» **Required actions**
a: Decide whether each statement agrees with the article below about a family's local trips that imitate world travel, answering yes or no and quoting the deciding words: (i) the Fischer Windmill was used to grind wheat and corn; (ii) the Leaning Tower of Niles is a full-size replica of the Leaning Tower of Pisa; (iii) the trips started Aug. 15.
b: In the article below about a family's local trips that imitate world travel, what dish did the college student at Cairo Kebob introduce the family to?

[Excerpt — start]

The first day of school was drawing near for Lynn Gilbertsen, a high school English teacher, and her husband, Joe Troutman, who teaches elementary school art.
COVID-19 had kept them close to their North Side home all summer, hunkered down with their 6-year-old son, Max, and 3-year-old daughter, Beth. Gilbertsen made a giant world map out of felt and foam to keep their worldviews expansive, even as their ability to travel and explore the actual world contracted.
They checked out geography books from the library. The kids loved learning each country’s flag, learning which countries had volcanoes, learning how many countries make up Africa, learning which products are exported from which countries.
Gilbertsen logged a lot of hours on Google, which made her teacher heart happy. But she longed for a way to bring some of the lessons alive before summer ended and they were all tethered to screens for hours and days on end.

“I’m trying to show my kids that learning can be something you can go do,” said Gilbertsen, who teaches at Oak Park and River Forest High School. “It’s not just somebody opening your brain and dumping a bunch of information into it and then you’ve learned.”
She started researching places to visit within an hour of Chicago that would replicate world travel. Turns out there are a bunch.
The Eiffel Tower at hole 13 of Skokie Sports Park’s miniature golf course.
The Leaning Tower of Niles, a half-size replica of the Leaning Tower of Pisa — added to the National Register of Historic Places last year, if you didn’t know.
The Fischer Windmill inside Mount Emblem Cemetery in Elmhurst, which, according to IllinoisWindmills.org, was constructed beginning in 1865 with parts shipped from Holland. The spot it sits upon was farmland back then, and the mill was used to grind wheat and corn.
Each visit became a history lesson.
Gilbertsen started posting photos and descriptions of their trips in a Chicago-area Facebook group for parents. Her Leaning Tower of Niles photo — her family, Italian takeout on a red-and-white-checkered tablecloth, a fake Leaning Tower of Pisa — got 1,000 “likes” in an hour.
“People were like, ‘Oh, my gosh! Do you have a curriculum you could share?'” Gilbertsen said. “I’m like, ‘No, I just made this up. It’s Olive Garden.'” (“My kids’ favorite, nonauthentic Italian food,” she confided.) They got gelato at Ix-Chel in Jefferson Park afterward.
The trips started Aug. 15. They’ve averaged one a day since then.
They pulled the kids around Pilsen in a wagon, taking in hand-painted murals and searching for images of the heroes in Mexico’s fight for independence from Spain.

They went to Chinatown and searched for pagodas.
They went to Wadsworth and stood outside what remains of the Gold Pyramid House, a six-story private residence built in 1977, complete with a moat and 55-foot-tall statue of Ramses II, that suffered millions of dollars in damages during a fire in 2018.
Gilbertsen Googled “Egyptian revivalist architecture” and discovered Reebie Storage and Moving on Clark Street, built in 1922 and fashioned after an Egyptian temple.
They stopped for Egyptian food afterward at Cairo Kebob near DePaul University and met a college student from Egypt working the register. She introduced them to koshary, a mixture of lentils, chickpeas, macaroni noodles and tomato sauce.
A huge part of travel, Gilbertsen said, is learning to taste and respect and revere a new set of customs, a rich history, an unfamiliar menu.
“I wanted my kids to walk and look and try things that aren’t the same as home,” she said. “That’s the whole point.”
It’s not the same, of course, as immersing themselves in the real places. But it will do for now.

[Excerpt — finish]
[Dataset — start]

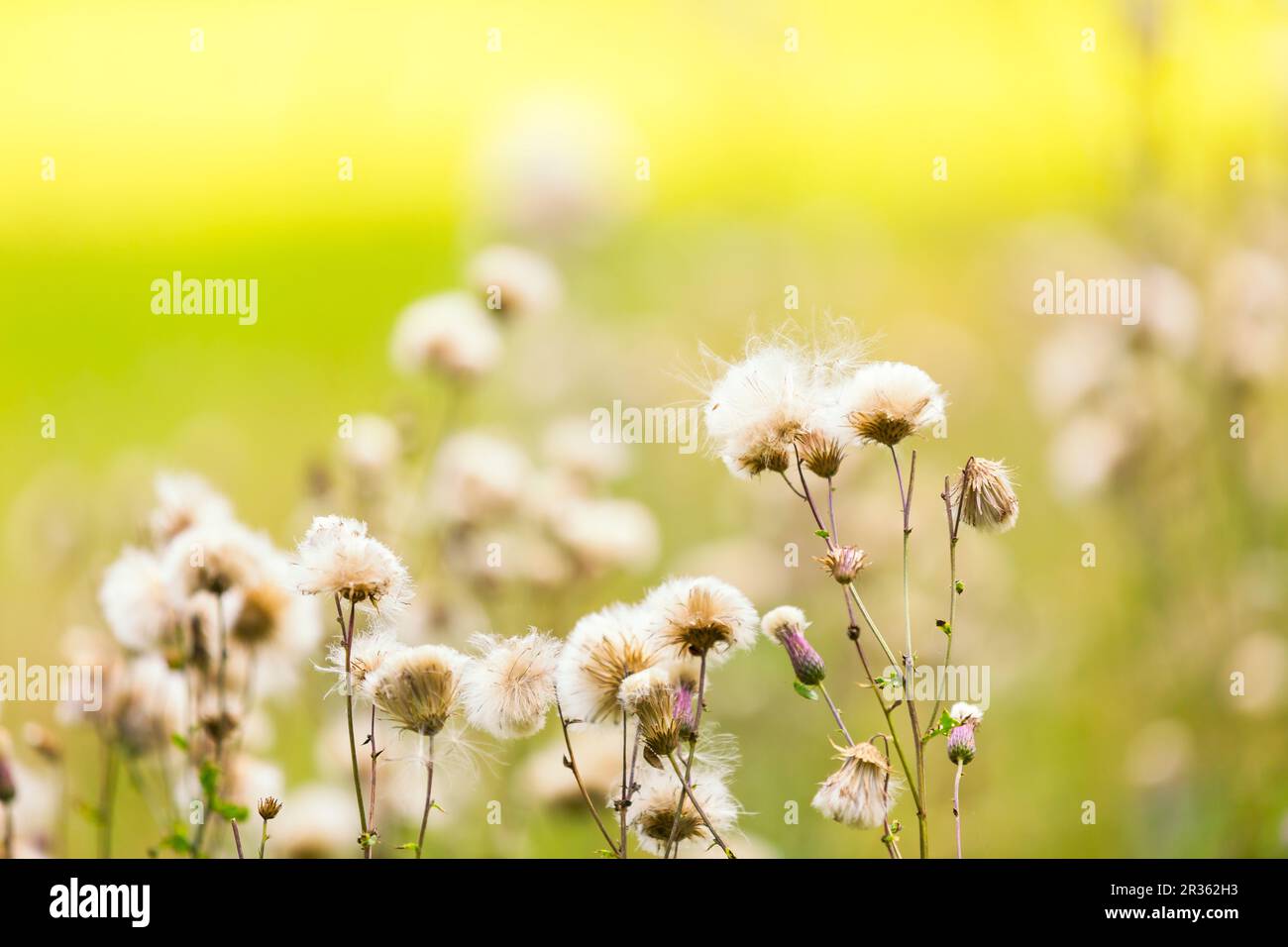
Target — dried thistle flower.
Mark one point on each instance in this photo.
(215, 557)
(449, 333)
(986, 496)
(858, 793)
(755, 412)
(268, 808)
(786, 625)
(137, 600)
(961, 738)
(509, 686)
(184, 500)
(653, 810)
(652, 698)
(844, 564)
(515, 282)
(822, 455)
(601, 651)
(336, 557)
(366, 655)
(8, 789)
(884, 402)
(419, 688)
(703, 616)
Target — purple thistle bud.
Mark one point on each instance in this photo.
(961, 742)
(686, 707)
(805, 661)
(787, 625)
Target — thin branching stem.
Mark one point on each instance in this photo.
(576, 774)
(697, 805)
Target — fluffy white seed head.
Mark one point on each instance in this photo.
(984, 493)
(515, 282)
(884, 402)
(601, 651)
(373, 445)
(652, 810)
(606, 534)
(338, 557)
(509, 686)
(782, 620)
(138, 600)
(419, 688)
(964, 711)
(217, 557)
(703, 615)
(478, 476)
(756, 411)
(450, 333)
(858, 793)
(184, 500)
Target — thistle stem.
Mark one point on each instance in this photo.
(836, 714)
(623, 800)
(348, 711)
(372, 815)
(697, 805)
(688, 764)
(909, 659)
(957, 817)
(106, 800)
(576, 775)
(429, 799)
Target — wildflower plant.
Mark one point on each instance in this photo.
(787, 410)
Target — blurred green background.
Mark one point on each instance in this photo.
(767, 167)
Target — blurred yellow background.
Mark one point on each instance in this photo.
(786, 145)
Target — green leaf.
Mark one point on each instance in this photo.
(209, 777)
(804, 690)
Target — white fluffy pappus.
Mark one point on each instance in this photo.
(703, 615)
(604, 534)
(510, 684)
(138, 600)
(758, 408)
(419, 688)
(217, 556)
(184, 500)
(652, 810)
(601, 651)
(336, 557)
(884, 402)
(515, 282)
(478, 476)
(449, 333)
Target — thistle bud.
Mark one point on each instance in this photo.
(787, 625)
(844, 564)
(820, 455)
(687, 706)
(961, 738)
(984, 493)
(268, 808)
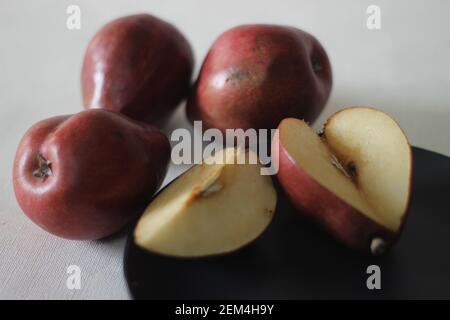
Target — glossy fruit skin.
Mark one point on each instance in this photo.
(316, 203)
(256, 75)
(104, 168)
(138, 65)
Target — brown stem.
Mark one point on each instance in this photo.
(44, 169)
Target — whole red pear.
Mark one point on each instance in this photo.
(138, 65)
(85, 176)
(256, 75)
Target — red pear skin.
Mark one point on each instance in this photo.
(85, 176)
(256, 75)
(326, 209)
(138, 65)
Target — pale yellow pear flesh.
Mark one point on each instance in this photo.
(362, 158)
(211, 209)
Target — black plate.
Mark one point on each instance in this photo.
(294, 259)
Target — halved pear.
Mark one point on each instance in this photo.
(211, 209)
(354, 179)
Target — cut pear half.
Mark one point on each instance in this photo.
(360, 165)
(211, 209)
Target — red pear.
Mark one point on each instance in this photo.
(354, 179)
(256, 75)
(85, 176)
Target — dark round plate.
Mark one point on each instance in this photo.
(294, 259)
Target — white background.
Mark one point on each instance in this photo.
(403, 69)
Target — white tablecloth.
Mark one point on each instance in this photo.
(402, 68)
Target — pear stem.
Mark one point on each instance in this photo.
(44, 168)
(377, 246)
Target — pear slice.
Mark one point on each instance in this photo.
(354, 179)
(211, 209)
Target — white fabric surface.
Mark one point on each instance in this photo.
(403, 68)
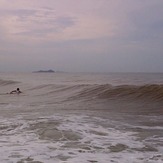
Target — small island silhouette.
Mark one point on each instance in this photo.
(44, 71)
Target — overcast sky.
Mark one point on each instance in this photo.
(81, 35)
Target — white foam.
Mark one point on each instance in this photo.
(19, 142)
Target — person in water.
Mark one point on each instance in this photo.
(17, 91)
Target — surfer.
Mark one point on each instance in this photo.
(17, 91)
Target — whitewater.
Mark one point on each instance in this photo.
(81, 117)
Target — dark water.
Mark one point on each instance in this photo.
(63, 117)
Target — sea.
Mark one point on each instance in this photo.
(81, 118)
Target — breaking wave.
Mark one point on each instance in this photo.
(152, 92)
(144, 92)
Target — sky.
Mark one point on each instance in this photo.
(81, 35)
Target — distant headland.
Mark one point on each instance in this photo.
(44, 71)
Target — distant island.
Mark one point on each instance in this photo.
(44, 71)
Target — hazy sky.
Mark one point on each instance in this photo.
(81, 35)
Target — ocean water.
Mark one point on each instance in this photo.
(78, 117)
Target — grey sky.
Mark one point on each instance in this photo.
(87, 35)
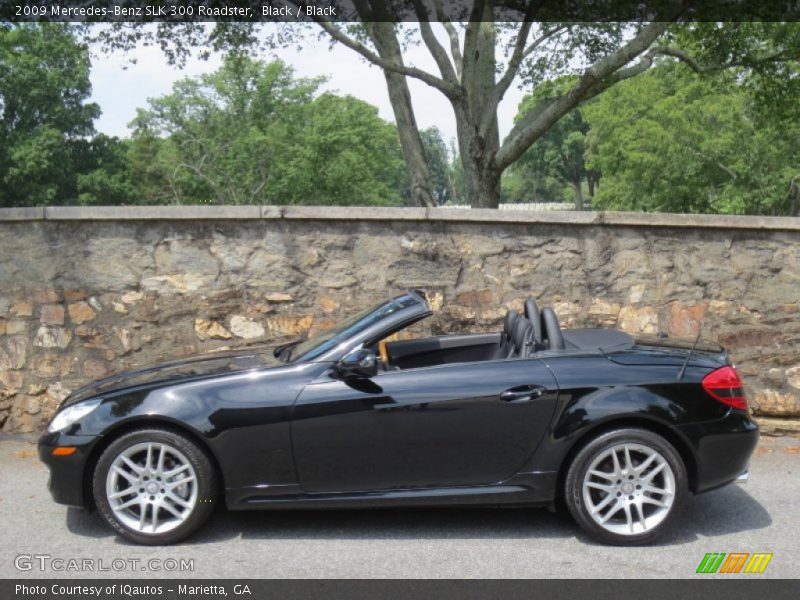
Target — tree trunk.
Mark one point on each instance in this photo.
(477, 150)
(385, 40)
(576, 185)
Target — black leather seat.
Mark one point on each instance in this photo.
(506, 345)
(534, 316)
(523, 338)
(552, 330)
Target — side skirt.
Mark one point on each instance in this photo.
(534, 489)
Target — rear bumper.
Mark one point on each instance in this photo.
(66, 482)
(722, 448)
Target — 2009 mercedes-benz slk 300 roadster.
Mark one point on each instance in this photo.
(619, 428)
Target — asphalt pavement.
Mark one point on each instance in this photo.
(760, 516)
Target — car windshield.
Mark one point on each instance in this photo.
(318, 345)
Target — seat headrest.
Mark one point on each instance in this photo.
(511, 319)
(552, 329)
(533, 315)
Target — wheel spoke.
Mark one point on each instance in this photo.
(628, 461)
(651, 500)
(149, 461)
(657, 490)
(647, 462)
(128, 504)
(640, 513)
(611, 512)
(615, 459)
(142, 516)
(138, 477)
(168, 507)
(600, 486)
(131, 465)
(175, 484)
(628, 516)
(178, 500)
(122, 493)
(161, 457)
(603, 503)
(177, 470)
(628, 488)
(604, 475)
(129, 476)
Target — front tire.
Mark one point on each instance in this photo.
(626, 486)
(155, 486)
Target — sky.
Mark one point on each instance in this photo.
(120, 91)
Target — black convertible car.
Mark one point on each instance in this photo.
(620, 429)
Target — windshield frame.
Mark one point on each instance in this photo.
(333, 344)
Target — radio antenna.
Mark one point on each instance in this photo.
(686, 362)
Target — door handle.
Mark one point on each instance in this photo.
(523, 393)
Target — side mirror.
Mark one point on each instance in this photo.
(359, 363)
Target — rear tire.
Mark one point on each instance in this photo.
(155, 486)
(626, 487)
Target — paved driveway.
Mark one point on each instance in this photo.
(761, 516)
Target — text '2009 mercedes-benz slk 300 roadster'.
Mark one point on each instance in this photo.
(620, 429)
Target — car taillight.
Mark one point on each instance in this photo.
(725, 386)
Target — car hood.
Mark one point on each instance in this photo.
(176, 371)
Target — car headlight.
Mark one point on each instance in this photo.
(69, 415)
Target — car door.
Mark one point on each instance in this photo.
(448, 425)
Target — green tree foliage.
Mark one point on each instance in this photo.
(672, 141)
(252, 133)
(558, 157)
(47, 153)
(439, 164)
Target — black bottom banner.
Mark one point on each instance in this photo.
(378, 589)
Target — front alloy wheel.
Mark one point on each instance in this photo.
(626, 486)
(154, 486)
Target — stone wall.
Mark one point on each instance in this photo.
(86, 292)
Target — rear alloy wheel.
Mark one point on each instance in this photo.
(626, 486)
(154, 486)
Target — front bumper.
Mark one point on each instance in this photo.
(66, 483)
(722, 448)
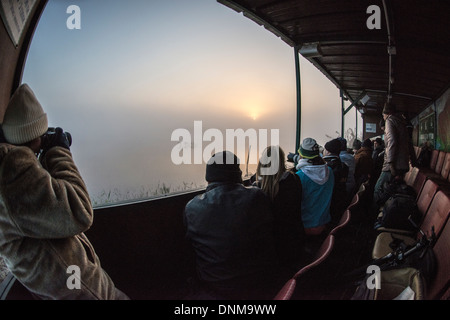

[Dataset — finish]

» **Responses by task**
a:
(i) Yes: "the mill was used to grind wheat and corn."
(ii) No: "a half-size replica of the Leaning Tower of Pisa"
(iii) Yes: "The trips started Aug. 15."

b: Koshary, a mixture of lentils, chickpeas, macaroni noodles and tomato sauce.